§ Stored data:
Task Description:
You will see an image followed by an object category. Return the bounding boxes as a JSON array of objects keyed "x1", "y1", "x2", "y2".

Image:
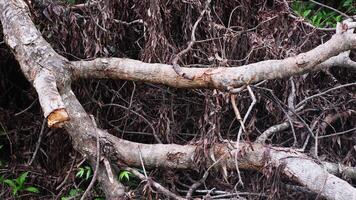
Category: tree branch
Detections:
[{"x1": 71, "y1": 28, "x2": 356, "y2": 90}]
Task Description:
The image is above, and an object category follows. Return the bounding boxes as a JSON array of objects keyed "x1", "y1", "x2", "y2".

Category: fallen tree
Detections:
[{"x1": 0, "y1": 0, "x2": 356, "y2": 199}]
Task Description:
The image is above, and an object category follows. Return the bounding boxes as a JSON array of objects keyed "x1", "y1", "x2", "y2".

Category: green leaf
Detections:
[
  {"x1": 75, "y1": 168, "x2": 84, "y2": 178},
  {"x1": 85, "y1": 166, "x2": 91, "y2": 180},
  {"x1": 67, "y1": 0, "x2": 75, "y2": 4},
  {"x1": 12, "y1": 187, "x2": 19, "y2": 196},
  {"x1": 303, "y1": 10, "x2": 311, "y2": 17},
  {"x1": 69, "y1": 189, "x2": 81, "y2": 197},
  {"x1": 25, "y1": 186, "x2": 40, "y2": 193},
  {"x1": 4, "y1": 179, "x2": 17, "y2": 188},
  {"x1": 15, "y1": 172, "x2": 28, "y2": 186},
  {"x1": 119, "y1": 171, "x2": 132, "y2": 181}
]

§ Problem description: Can you reproduce all of the lines above word for word, leaving out the pictures?

§ Task solution:
Task Description:
You will see an image followed by an object category. Return the bounding boxes as a JSON array of objects keyed "x1", "y1", "x2", "y2".

Image:
Category: tree branch
Detections:
[{"x1": 71, "y1": 28, "x2": 356, "y2": 90}]
Task Description:
The image is above, and an object category follows. Return the bounding boxes as a JSON array of objects keyed "x1", "y1", "x2", "y2".

Category: fallen tree
Detections:
[{"x1": 0, "y1": 0, "x2": 356, "y2": 199}]
Task Description:
The image is above, and an object category follows. Return the bounding boxes as a JSON array of objects keyed "x1", "y1", "x2", "y2".

Category: green leaf
Detections:
[
  {"x1": 75, "y1": 168, "x2": 84, "y2": 178},
  {"x1": 85, "y1": 166, "x2": 91, "y2": 180},
  {"x1": 67, "y1": 0, "x2": 75, "y2": 4},
  {"x1": 12, "y1": 187, "x2": 19, "y2": 196},
  {"x1": 303, "y1": 10, "x2": 311, "y2": 17},
  {"x1": 69, "y1": 189, "x2": 81, "y2": 197},
  {"x1": 25, "y1": 186, "x2": 40, "y2": 193},
  {"x1": 4, "y1": 179, "x2": 17, "y2": 188},
  {"x1": 15, "y1": 172, "x2": 28, "y2": 186},
  {"x1": 119, "y1": 171, "x2": 132, "y2": 181}
]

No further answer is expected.